Entretanto, como os preços reais da pecuária caem com o tempo, a única saída do produtor é se tornar mais produtivo para conseguir burlar essa quebra de valor real, o valor nominal corrigido pelos custos de produção, principalmente, mas algumas vezes pode ser corrigido com base em IPCA, IPCM etc. Isso significa que o preço de produção sobe mais do que a arroba do boi gordo. Então, o produtor vai perdendo margem ao longo do caminho, e a única saída é aumentar a produtividade.

O que isso significa? Que ele deve colocar mais tecnologia na fazenda, tratar melhor as pastagens e produzir mais em uma nova área. E isso tem feito com que os menos eficientes deixem a atividade e liberem essas áreas para a regeneração de florestas, por exemplo, para outras culturas. E isso tem acumulado as pastagens em um tamanho menor dentro do Brasil. Tanto que vemos gráficos que mostram a evolução da atividade no Brasil, que cresce, e a área de pastagem, que cai. Então, isso significa que áreas menores com pastagens mais produtivas reabsorvem esse CO2 que é resultado da quebra do metano.

Instrução A ->
Liste, por favor, todas as medidas que, segundo o texto sobre a pecuária, o produtor deve adotar para aumentar a produtividade.
Instrução B ->
Retome o texto sobre a pecuária a partir da última frase, dando continuidade ao raciocínio.
A listagem provém de outra fonte.

(Registros de um conjunto de dados)
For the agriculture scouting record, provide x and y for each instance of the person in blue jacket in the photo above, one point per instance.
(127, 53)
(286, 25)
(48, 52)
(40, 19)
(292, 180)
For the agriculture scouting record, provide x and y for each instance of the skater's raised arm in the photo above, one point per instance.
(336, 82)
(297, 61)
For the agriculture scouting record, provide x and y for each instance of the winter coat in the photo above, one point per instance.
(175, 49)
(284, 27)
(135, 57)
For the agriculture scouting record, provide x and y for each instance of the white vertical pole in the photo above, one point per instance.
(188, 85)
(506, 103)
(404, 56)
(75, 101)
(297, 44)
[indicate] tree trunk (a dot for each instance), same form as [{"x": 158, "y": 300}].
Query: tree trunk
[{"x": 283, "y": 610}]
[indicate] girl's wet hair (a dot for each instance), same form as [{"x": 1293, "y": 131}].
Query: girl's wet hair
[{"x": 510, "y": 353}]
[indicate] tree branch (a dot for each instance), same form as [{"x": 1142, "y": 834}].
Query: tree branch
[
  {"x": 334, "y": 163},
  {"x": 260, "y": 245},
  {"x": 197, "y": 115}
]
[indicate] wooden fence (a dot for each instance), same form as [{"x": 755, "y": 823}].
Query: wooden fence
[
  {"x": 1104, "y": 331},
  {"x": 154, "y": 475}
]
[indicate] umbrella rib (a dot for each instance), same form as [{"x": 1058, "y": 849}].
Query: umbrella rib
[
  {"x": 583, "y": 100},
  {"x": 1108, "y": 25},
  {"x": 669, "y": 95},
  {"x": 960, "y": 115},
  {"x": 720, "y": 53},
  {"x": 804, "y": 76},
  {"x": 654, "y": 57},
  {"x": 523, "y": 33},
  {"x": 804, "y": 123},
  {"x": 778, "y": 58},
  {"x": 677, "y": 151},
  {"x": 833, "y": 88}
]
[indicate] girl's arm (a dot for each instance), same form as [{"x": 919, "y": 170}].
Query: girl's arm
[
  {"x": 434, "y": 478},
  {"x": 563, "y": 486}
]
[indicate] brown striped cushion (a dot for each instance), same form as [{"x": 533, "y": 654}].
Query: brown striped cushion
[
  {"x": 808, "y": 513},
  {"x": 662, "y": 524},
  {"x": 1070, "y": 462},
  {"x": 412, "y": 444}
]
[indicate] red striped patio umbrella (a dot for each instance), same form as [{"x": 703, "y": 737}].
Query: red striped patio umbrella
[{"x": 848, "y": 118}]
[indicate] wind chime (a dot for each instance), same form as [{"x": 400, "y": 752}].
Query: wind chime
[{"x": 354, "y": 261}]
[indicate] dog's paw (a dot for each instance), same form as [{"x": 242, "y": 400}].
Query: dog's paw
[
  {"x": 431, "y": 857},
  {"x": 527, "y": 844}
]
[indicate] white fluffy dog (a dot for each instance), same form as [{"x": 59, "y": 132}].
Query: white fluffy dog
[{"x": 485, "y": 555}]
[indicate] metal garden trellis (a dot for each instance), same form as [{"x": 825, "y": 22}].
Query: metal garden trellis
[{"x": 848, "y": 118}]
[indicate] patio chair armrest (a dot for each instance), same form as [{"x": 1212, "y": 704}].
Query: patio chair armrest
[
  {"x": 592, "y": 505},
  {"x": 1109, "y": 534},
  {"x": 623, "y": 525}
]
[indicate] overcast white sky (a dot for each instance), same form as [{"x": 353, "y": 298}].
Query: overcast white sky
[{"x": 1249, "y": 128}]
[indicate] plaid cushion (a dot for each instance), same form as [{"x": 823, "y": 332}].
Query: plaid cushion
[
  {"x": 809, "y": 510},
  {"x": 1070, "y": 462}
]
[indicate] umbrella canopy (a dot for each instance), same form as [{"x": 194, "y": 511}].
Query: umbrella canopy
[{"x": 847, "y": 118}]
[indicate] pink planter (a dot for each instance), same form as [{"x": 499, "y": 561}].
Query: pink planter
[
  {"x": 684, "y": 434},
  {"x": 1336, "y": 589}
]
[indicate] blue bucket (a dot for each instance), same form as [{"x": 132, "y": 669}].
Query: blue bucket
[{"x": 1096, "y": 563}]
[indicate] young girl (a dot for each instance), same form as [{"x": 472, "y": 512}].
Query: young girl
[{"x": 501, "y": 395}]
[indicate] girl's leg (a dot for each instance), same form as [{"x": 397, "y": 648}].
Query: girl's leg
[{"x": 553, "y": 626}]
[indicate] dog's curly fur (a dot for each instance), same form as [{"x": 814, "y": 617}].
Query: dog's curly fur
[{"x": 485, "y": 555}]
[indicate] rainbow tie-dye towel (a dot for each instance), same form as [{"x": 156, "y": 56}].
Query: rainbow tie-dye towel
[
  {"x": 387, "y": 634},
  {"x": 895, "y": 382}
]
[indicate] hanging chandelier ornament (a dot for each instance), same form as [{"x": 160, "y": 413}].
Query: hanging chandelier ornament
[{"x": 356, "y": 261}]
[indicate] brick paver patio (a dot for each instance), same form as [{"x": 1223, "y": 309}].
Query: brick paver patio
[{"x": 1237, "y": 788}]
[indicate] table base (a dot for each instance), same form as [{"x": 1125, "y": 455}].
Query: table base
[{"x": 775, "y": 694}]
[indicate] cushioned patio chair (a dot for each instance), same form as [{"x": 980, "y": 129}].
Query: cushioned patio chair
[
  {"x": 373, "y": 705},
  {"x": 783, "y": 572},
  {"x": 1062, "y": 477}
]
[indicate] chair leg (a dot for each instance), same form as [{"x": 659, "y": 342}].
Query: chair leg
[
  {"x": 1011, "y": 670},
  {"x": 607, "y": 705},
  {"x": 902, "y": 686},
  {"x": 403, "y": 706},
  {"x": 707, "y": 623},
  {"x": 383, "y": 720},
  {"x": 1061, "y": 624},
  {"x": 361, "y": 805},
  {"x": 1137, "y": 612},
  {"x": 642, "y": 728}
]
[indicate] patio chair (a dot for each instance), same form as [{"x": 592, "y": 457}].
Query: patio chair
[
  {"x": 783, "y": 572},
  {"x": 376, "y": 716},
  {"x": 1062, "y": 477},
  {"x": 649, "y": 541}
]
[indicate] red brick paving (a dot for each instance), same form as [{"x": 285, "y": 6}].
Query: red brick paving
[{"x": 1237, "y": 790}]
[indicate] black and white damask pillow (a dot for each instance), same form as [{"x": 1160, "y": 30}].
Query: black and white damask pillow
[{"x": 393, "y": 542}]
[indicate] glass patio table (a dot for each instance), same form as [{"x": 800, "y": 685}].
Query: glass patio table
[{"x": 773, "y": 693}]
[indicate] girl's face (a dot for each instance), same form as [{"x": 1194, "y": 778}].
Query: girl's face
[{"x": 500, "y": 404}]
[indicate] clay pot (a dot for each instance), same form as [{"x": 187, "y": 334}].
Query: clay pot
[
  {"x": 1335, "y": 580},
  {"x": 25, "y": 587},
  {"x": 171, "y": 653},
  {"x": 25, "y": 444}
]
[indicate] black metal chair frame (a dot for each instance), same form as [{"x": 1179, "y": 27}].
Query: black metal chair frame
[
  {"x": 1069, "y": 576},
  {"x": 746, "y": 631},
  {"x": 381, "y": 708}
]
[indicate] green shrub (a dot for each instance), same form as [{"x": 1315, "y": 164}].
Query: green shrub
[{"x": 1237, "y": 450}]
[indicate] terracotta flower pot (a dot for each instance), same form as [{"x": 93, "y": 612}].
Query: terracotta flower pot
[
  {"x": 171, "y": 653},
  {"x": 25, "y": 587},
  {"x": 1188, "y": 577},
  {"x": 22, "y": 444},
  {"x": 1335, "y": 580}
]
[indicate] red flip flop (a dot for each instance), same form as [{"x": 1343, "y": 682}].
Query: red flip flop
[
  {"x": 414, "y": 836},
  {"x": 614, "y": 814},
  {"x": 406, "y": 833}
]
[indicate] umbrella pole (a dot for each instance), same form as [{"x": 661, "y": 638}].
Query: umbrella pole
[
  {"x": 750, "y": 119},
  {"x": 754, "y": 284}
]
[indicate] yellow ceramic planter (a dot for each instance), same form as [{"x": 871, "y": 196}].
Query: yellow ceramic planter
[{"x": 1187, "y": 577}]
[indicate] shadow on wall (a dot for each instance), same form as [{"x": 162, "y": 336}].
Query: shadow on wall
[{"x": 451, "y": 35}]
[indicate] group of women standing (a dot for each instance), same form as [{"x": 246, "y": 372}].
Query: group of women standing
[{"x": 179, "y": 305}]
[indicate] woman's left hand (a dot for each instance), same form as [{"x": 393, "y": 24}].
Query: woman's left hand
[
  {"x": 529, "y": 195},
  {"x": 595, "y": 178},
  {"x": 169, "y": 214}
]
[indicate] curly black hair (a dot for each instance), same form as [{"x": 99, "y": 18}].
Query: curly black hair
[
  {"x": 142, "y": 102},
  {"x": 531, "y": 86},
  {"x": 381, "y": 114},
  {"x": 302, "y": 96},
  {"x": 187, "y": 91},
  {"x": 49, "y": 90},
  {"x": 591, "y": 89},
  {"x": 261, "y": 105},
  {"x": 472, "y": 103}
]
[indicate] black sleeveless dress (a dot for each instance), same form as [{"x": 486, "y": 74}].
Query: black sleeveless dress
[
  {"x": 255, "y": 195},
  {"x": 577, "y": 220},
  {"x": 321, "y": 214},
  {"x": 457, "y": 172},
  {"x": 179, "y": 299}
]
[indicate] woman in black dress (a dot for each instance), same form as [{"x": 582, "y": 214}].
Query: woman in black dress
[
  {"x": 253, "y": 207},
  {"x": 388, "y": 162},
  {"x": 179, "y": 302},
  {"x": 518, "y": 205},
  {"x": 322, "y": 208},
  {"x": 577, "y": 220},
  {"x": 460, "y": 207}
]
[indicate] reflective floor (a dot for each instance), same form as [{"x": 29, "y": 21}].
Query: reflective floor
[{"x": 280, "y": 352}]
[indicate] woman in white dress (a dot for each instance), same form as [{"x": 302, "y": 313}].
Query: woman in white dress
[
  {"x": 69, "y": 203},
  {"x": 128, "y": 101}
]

Resultado do exercício A ->
- Colocar mais tecnologia na fazenda
- Tratar melhor as pastagens
- Produzir mais em uma nova área

Resultado do exercício B ->
Colocando isso em linha, ou seja, nós temos emissões de metano pelos animais e temos a reabsorção do CO2 que é produto da quebra do metano pelas pastagens bem administradas e manejadas. Isso significa que nós temos que considerar um balanço, não somente uma emissão. A emissão pode trazer resultados errôneos para nós, ou nos levar a tomar medidas que prejudiquem, principalmente, os pequenos e médios produtores, que é exatamente aquele cara que não consegue mudar o rumo de sua operação de maneira muito rápida. Ele tem mais dificuldade em absorver tecnologias que ainda são novas, porque elas são caras e pouco acessíveis.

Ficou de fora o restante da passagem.